# WRITTEN REQUEST
Could you write out the listing below again, switching every "photo" to "image" and leaving everything else unchanged? Leave the pictures out.
=== RECORDS FOR PROCESSING ===
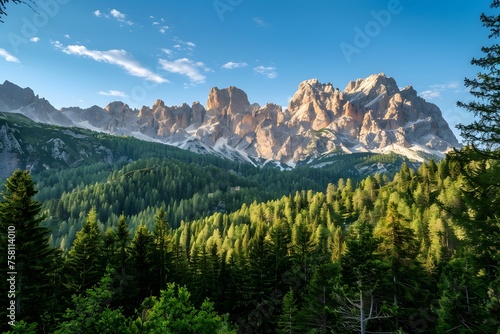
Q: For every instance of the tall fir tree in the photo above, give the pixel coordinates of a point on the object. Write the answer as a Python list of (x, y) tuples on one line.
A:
[(85, 262), (28, 255), (480, 160)]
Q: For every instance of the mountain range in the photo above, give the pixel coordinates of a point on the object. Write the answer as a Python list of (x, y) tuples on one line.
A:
[(369, 115)]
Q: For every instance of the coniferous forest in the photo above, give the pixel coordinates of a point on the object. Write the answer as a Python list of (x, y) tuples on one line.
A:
[(177, 243)]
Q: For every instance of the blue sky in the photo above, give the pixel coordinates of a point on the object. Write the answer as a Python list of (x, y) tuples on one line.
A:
[(84, 53)]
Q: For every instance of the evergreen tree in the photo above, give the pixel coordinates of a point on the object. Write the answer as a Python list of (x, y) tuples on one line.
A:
[(91, 312), (142, 263), (30, 261), (85, 263), (480, 159), (287, 322)]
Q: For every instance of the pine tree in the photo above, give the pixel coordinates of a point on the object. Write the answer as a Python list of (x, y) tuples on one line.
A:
[(287, 322), (142, 261), (25, 245), (480, 159), (85, 262)]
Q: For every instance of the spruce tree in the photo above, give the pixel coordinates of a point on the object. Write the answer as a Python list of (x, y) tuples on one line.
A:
[(85, 263), (480, 161), (28, 258)]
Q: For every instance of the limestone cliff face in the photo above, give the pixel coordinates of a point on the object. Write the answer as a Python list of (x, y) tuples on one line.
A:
[(370, 114)]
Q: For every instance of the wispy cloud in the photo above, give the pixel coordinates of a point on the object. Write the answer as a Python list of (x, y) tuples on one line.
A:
[(116, 93), (435, 91), (260, 22), (187, 67), (231, 65), (8, 57), (116, 14), (160, 24), (167, 51), (120, 16), (184, 45), (114, 57), (268, 71)]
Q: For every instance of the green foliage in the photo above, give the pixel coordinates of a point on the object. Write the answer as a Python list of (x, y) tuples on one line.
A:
[(174, 313), (26, 250), (91, 312)]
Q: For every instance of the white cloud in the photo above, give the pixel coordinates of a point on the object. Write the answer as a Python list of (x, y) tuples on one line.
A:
[(260, 22), (430, 94), (186, 67), (268, 71), (113, 93), (115, 57), (120, 17), (117, 15), (437, 90), (230, 65), (8, 57), (167, 51), (183, 45)]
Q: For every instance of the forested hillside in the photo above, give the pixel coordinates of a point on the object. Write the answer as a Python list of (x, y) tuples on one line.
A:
[(374, 255), (153, 239)]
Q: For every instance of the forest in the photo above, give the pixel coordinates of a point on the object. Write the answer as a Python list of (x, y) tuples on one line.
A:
[(172, 242)]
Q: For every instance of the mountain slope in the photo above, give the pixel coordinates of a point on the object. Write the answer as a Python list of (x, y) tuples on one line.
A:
[(370, 115)]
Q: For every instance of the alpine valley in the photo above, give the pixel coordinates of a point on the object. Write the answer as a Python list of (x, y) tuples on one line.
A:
[(369, 115)]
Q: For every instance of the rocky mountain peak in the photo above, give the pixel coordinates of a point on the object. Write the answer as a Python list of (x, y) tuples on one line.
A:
[(14, 97), (371, 114), (375, 83), (227, 100)]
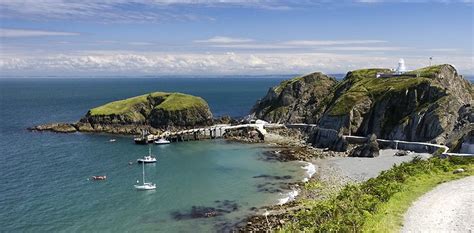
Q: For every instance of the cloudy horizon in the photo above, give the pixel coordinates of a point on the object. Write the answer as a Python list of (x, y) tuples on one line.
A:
[(54, 37)]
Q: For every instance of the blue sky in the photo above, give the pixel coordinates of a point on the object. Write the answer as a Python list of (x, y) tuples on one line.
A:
[(118, 37)]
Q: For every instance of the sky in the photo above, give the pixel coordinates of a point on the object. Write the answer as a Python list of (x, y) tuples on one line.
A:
[(228, 37)]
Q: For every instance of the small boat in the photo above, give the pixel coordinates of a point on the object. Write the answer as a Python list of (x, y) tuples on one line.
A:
[(147, 158), (162, 141), (145, 185), (143, 139), (99, 177)]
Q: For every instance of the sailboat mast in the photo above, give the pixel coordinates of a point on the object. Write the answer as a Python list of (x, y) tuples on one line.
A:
[(143, 172)]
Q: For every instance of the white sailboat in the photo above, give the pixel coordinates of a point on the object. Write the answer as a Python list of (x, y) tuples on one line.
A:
[(147, 158), (145, 185)]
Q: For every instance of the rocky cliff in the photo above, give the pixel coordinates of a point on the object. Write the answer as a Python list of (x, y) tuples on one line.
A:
[(153, 111), (296, 100), (428, 104)]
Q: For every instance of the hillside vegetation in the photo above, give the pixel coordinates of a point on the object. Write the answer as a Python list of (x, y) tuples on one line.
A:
[(378, 204)]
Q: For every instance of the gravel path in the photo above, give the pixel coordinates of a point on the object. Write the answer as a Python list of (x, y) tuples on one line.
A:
[(447, 208)]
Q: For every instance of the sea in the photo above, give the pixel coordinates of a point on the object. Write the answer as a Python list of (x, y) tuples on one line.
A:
[(45, 183)]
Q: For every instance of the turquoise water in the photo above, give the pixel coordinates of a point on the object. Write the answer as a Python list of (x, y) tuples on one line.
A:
[(44, 176)]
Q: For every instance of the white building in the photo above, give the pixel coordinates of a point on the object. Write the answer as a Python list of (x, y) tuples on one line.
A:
[(399, 71)]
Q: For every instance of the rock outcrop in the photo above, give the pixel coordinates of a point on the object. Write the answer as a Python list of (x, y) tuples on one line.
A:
[(429, 104), (153, 112), (422, 107), (369, 149), (296, 100)]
===
# IN RESPONSE
Q: For every instance of the tall fir tree in the image above, give the pixel coordinates of a point on the object. Write the answer as a Python list of (x, y) tuples on one line.
A:
[(85, 262), (28, 255), (480, 160)]
Q: For every instance of the mountain range in the image above, give the pixel coordinates of a point on the object. Write the answer as a Python list of (x, y) tuples on one line.
A:
[(369, 115)]
Q: For every instance of the coniferous forest in the image above, give the pixel coordinates of a point on the object. Write the answer as a Python list of (x, y) tuples on one line.
A:
[(177, 243)]
Q: For every instance of the blue sky in the image above, give the pixel coordinates of a point on the object. Write the answer as a Python list of (x, y) tuples on one line.
A:
[(84, 53)]
Q: For every instance of the evergreen tree in the image above, give the pixel coordinates of a point on the object. Write the answer as a Python list of (x, y) tuples on one line.
A:
[(91, 312), (142, 263), (30, 261), (85, 263), (480, 159), (287, 322)]
Q: For every instance of the pine tree in the image above, give the pixel coordinates of a point on the object. Write the answer as a Python list of (x, y) tuples on one line.
A:
[(287, 322), (142, 261), (25, 245), (480, 159), (85, 262)]
Q: For every instance of the spruce tree in the image above, give the pixel coordinates of a point on the object. Write the answer as a Python list of (x, y) tuples on one line.
A:
[(85, 263), (480, 161), (28, 258)]
Q: For every instance of the limestone cliff face in the image above, give the pixel coordinates of a point on the object. Write the answer as a Python list of (x, y) tuples on one line.
A:
[(370, 114)]
Q: For every instance of the wispy cloud in the image above, give the pixel coordinates of a point on the object. Write the answer as a Python list of (x, y) tuples on one line.
A:
[(116, 93), (435, 91), (260, 22), (187, 67), (231, 65), (8, 57), (116, 14), (160, 24), (167, 51), (120, 16), (184, 45), (114, 57), (268, 71)]
Q: For every instance of the green foliage in the image above, give the pixel coordinates of a point on the object. Write the answer as a Python list of (x, y) tuples on one line.
A:
[(174, 313), (26, 250), (91, 312)]
Q: For every instance of the white cloud in the image above, give the pixel coordinates of a point on the object. Write the answer as a Python list of (x, y) tuples on one line.
A:
[(260, 22), (430, 94), (186, 67), (268, 71), (113, 93), (115, 57), (120, 17), (117, 15), (437, 90), (230, 65), (8, 57), (167, 51), (183, 45)]
Q: For every instance of the forested hillside in the image above, give the pixel coordinates of a point on the object. Write the answer as a Python list of (x, y) tuples on one line.
A:
[(374, 255), (153, 239)]
Q: For every instance of the forest in the image above, give the pixel coordinates of a point on the object. Write the answer as a Python list of (x, y) tuples on one line.
A:
[(172, 242)]
Q: For every instance of the mountain slope in the image above, give the pixel coordinates of a point on the object. Write the answer as a Python list of (x, y) tuples on one line.
A:
[(370, 115)]
Q: For every instance of the alpine valley in the image above, give the pixel coordinates of a point on the object. Write the answer as a Python list of (x, y) tuples on one line.
A:
[(369, 115)]
Q: For every instance of the rocky mountain peak in the image above, give the pixel coordinates of a point on the object. Write the answer as a Python list of (x, y) tuples on one line.
A:
[(14, 97), (371, 114), (375, 83), (227, 100)]
Q: For every instance of the cloudy horizon in the image above, give the pixel coordinates of a point on the object. Write the answer as a Python list of (x, y) tuples on one line.
A:
[(54, 37)]
Q: For every instance of the blue sky in the image above, give the pixel coordinates of a point on the object. Write the answer as a Python list of (x, y) tuples on one line.
A:
[(118, 37)]
Q: For every instance of the sky in the image above, give the pixel coordinates of a point on the object. Write the answer as a Python list of (x, y) tuples on one line.
A:
[(228, 37)]
Q: For every instance of the small boat in the image above, give the pixel coordinates of a point on the object. Write the answer as a Python list of (x, y) tuples on one line.
A:
[(147, 158), (162, 141), (145, 185), (143, 139), (99, 177)]
Q: For every instance of the sailboat mast in the image above, give the pixel coordinates of a point on the object. Write the answer as a Python list of (x, y) tuples on one line.
A:
[(143, 172)]
Q: For every instance of the white sailboat in the image above, give the pixel coordinates of a point on the object. Write the answer as a Python list of (x, y) tuples on one line.
A:
[(147, 158), (145, 185)]
Q: For every instance of the rocky cliff in the image above, give the pixel coordinates of a point on the object. Write the answer as a Python list of (x, y) tuples on one line.
A:
[(153, 111), (296, 100), (428, 104)]
Q: For every instance of the hillside vegetation in the image above, give the pixel coordinates of a point on the object. Write the answer as a Python list of (x, y) tuples on one line.
A:
[(378, 204)]
Q: For every instance of the gravel path in the image above, give the pixel coordinates of a point on the object. Write the answer as a Python list of (x, y) tuples on one line.
A:
[(447, 208)]
Q: For every instance of the sea in the image above, give the pixel coordinates of a point on the object. Write the answer as a Python list of (x, y) tuples on one line.
A:
[(45, 183)]
Q: For every instance of the turquoise water in the image above, give the pixel coordinates of a point on the object. Write the answer as a Python list of (x, y) tuples on one line.
A:
[(44, 176)]
Q: For every instance of the white building in the image above, give the pixel coordinates of a point on the object. Write the answer as a Python list of (x, y) tuples on one line.
A:
[(399, 71)]
Q: For every instance of the rock outcrop in the image above, give the pixel coordinates of a point on the object. Write the answer as a Python list of (x, y) tuples on one line.
A:
[(429, 104), (153, 112), (422, 107), (369, 149), (296, 100)]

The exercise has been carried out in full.